**Texte à analyser**
In fine, le territoire devra loger de grandes catégories de ménages aux profils différenciés, par exemple :
- entrants temporaires souvent seuls ;
- entrants permanents plutôt en famille ;
- ménages du territoire, notamment ceux qui ont déjà du mal à se loger et dont le parcours résidentiel va être perturbé ;
- temporaires « habituels » : alternants et intérimaires éprouvant déjà des difficultés à trouver des logements adaptés (courte durée, faibles loyers…)
Des enjeux transverses sont également à prendre en compte :
- la localisation de l’offre : proposer la bonne offre de logements au bon endroit ;
- le calendrier des arrivées : gérer l'évolution de la demande entre la période du chantier et celle qui suivra la mise en service de l'EPR (2037).
Une programmation nécessairement innovante
La sobriété foncière, qui s'imposera de manière accrue, doit indiscutablement constituer dès aujourd'hui une priorité. Plusieurs principes peuvent être adoptés.
- Privilégier la construction d’immeubles collectifs plutôt que de logements individuels. Cela impliquera un effort d'innovation pour rendre les logements collectifs désirables, en leur apportant des qualités capables de rejoindre celle de la maison avec jardin, ou en jouant sur les prix grâce à l'accession sociale et aux montages dissociants.

**À faire**
a. D'après le texte sur le logement, quel type de construction convient-il de privilégier au nom de la sobriété foncière ?
b. Reprenez le texte sur le logement après sa dernière phrase et prolongez-le.

**Enregistrements extraits**

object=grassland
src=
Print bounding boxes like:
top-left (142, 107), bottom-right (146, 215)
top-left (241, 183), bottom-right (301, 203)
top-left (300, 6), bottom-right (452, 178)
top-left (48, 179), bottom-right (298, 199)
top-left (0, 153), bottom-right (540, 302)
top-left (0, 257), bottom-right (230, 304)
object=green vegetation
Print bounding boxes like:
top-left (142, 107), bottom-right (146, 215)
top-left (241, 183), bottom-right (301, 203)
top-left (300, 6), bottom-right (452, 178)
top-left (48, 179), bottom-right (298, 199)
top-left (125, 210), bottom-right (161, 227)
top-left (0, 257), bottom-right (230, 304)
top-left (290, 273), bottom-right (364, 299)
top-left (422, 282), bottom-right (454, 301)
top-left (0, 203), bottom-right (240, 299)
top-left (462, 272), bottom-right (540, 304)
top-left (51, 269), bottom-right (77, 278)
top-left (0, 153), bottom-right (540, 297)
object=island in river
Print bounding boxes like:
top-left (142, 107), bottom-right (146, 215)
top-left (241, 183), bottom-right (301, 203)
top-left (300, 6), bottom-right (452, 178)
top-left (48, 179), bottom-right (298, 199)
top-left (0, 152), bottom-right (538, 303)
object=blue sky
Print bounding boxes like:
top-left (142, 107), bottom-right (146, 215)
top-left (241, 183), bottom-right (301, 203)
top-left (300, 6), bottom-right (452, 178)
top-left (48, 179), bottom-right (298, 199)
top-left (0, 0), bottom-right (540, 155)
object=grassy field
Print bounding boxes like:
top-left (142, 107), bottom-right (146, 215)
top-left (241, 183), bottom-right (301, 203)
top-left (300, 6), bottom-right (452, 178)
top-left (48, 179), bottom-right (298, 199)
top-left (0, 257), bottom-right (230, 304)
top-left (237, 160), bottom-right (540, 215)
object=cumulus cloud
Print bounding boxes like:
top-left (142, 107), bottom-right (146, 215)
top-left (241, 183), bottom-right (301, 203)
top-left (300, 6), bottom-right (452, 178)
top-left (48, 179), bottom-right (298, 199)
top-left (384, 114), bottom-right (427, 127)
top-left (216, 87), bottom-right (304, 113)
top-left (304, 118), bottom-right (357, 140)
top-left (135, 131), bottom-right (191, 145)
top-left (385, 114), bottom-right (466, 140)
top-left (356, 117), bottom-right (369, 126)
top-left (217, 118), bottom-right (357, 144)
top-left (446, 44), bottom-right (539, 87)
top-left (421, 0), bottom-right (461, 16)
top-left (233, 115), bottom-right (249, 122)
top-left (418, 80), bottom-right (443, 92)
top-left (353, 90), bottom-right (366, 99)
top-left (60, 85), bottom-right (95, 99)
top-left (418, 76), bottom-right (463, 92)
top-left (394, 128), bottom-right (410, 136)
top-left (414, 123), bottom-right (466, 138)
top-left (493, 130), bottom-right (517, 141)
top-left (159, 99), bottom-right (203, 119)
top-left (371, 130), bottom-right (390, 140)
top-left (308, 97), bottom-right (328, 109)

**Résultats par tâche**
a. Les immeubles collectifs plutôt que les logements individuels.

b.
- S'attaquer à la transformation de friches (commerciales notamment) et au réemploi de bâti existant, d'où un co-bénéfice pour la collectivité en termes de résorption de la vacance et de renouvellement urbain, avec le concours des acteurs du foncier (aménageurs, EPF).
- Faciliter la mobilité résidentielle : produire des logements pour les séniors permet par exemple de libérer une partie du parc de maisons ou de logements familiaux pour répondre aux besoins des familles en mobilisant moins de foncier.
S'agissant de la temporalité, des logements mobiles (tiny house…) constituent une première réponse, mais il faut également envisager une offre pérenne « en dur » qui soit réversible. La réversibilité peut porter sur l'usage, par exemple quand des appartements en colocation pour salariés temporaires deviennent des logements familiaux au terme du chantier. Elle peut aussi porter sur le statut d'occupation, quand des biens locatifs sont vendus en accession, classique ou sociale. D’où l'importance d'associer les bailleurs à la réflexion.
Il est clair, en outre, que des capacités d'adaptation seront à trouver dans un contexte de forte mise en tension du territoire. D'où la nécessité de réfléchir aux marges de manœuvre possibles, c'est-à-dire aux éléments sur lesquels un ménage peut transiger en contrepartie de la localisation et de l'accès à l'emploi. Une bonne connaissance des évolutions sociétales sur le rapport au logement est ici indispensable.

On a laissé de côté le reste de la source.